[PASSAGE SHOWN start]

Re: patch to fix constant math - 4th patch - the wide-int class.

Richard Biener Wed, 31 Oct 2012 05:12:09 -0700

On Wed, Oct 31, 2012 at 1:05 PM, Richard Sandiford
<rdsandif...@googlemail.com> wrote:
> Richard Biener <richard.guent...@gmail.com> writes:
>> On Wed, Oct 31, 2012 at 11:43 AM, Richard Sandiford
>> <rdsandif...@googlemail.com> wrote:
>>> Richard Biener <richard.guent...@gmail.com> writes:
>>>> On Thu, Oct 25, 2012 at 12:55 PM, Kenneth Zadeck
>>>> <zad...@naturalbridge.com> wrote:
>>>>>
>>>>> On 10/25/2012 06:42 AM, Richard Biener wrote:
>>>>>>
>>>>>> On Wed, Oct 24, 2012 at 7:23 PM, Mike Stump <mikest...@comcast.net> 
>>>>>> wrote:
>>>>>>>
>>>>>>> On Oct 24, 2012, at 2:43 AM, Richard Biener <richard.guent...@gmail.com>
>>>>>>> wrote:
>>>>>>>>
>>>>>>>> On Tue, Oct 23, 2012 at 6:12 PM, Kenneth Zadeck
>>>>>>>> <zad...@naturalbridge.com> wrote:
>>>>>>>>>
>>>>>>>>> On 10/23/2012 10:12 AM, Richard Biener wrote:
>>>>>>>>>>
>>>>>>>>>> +  HOST_WIDE_INT val[2 * MAX_BITSIZE_MODE_ANY_INT /
>>>>>>>>>> HOST_BITS_PER_WIDE_INT];
>>>>>>>>>>
>>>>>>>>>> are we sure this rounds properly?  Consider a port with max byte mode
>>>>>>>>>> size 4 on a 64bit host.

[PASSAGE SHOWN end]
[ITEMS start]

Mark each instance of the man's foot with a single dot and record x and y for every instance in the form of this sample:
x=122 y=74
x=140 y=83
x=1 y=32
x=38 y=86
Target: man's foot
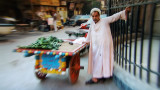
x=92 y=81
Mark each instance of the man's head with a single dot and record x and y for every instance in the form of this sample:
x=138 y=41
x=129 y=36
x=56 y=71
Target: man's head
x=95 y=13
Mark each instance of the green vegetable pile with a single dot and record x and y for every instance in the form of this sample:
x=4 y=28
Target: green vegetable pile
x=45 y=43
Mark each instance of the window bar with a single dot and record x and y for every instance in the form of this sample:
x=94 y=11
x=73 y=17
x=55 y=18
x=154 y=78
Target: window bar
x=117 y=38
x=142 y=38
x=120 y=60
x=130 y=44
x=135 y=44
x=123 y=32
x=150 y=42
x=126 y=41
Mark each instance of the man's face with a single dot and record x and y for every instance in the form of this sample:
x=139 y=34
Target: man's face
x=95 y=16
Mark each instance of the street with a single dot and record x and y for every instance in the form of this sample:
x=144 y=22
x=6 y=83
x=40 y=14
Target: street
x=17 y=71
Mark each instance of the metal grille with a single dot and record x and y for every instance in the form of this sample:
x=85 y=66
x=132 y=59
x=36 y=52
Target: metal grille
x=135 y=39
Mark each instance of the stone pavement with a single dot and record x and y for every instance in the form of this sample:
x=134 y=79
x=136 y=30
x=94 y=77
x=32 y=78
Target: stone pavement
x=17 y=72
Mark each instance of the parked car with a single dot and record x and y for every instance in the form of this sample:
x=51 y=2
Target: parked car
x=6 y=25
x=86 y=25
x=79 y=19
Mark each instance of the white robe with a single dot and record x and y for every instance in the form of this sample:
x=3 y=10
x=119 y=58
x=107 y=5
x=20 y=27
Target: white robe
x=101 y=54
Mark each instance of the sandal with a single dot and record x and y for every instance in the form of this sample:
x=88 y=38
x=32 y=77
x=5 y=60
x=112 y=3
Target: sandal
x=91 y=82
x=102 y=80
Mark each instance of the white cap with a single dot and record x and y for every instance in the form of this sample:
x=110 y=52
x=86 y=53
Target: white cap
x=97 y=10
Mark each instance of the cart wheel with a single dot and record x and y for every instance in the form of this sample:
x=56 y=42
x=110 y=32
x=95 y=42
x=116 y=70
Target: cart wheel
x=40 y=75
x=74 y=67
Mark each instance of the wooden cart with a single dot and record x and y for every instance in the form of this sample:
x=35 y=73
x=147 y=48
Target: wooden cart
x=57 y=61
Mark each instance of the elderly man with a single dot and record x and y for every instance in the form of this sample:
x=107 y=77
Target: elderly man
x=100 y=63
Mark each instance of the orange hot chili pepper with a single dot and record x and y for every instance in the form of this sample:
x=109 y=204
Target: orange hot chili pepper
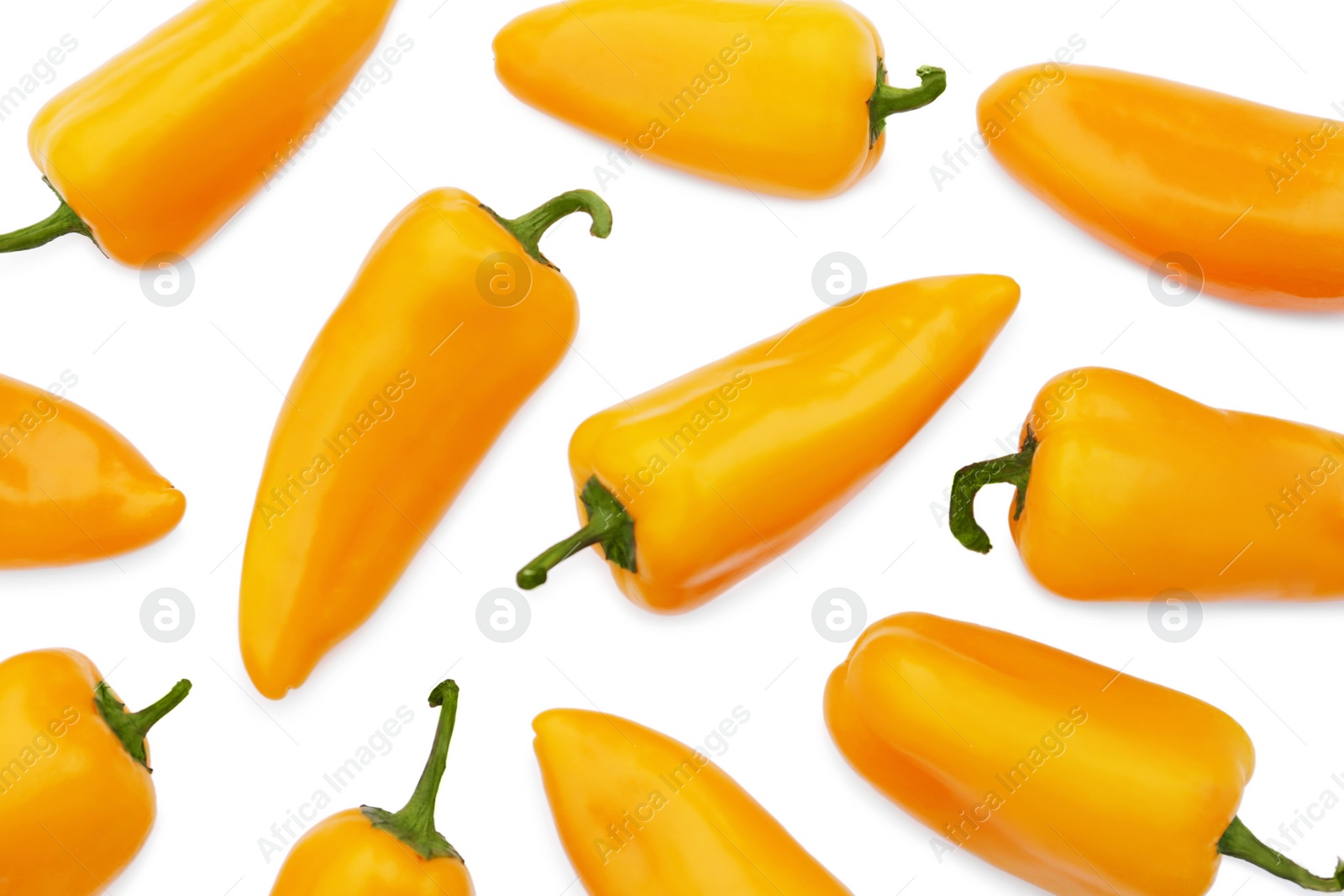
x=76 y=795
x=452 y=322
x=1126 y=490
x=696 y=485
x=373 y=852
x=1070 y=775
x=788 y=100
x=71 y=488
x=160 y=147
x=640 y=813
x=1214 y=191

[ITEMS end]

> INSTRUCTIONS:
[1] In the mailing-list message, what port does the quoted reply ask the reader to consider when questioning whether the array size rounds properly?
[2] Please report every line of the listing that contains the string "white", and note that case counts.

> ANSWER LIST:
[1] A port with max byte mode size 4 on a 64bit host.

[2]
Mark each instance of the white robe with a single dot and record x and y for every instance in the form of this sample:
Target: white robe
Mark each instance of the white cap with a single dot and record x and y for every instance in the form of this sample:
Target: white cap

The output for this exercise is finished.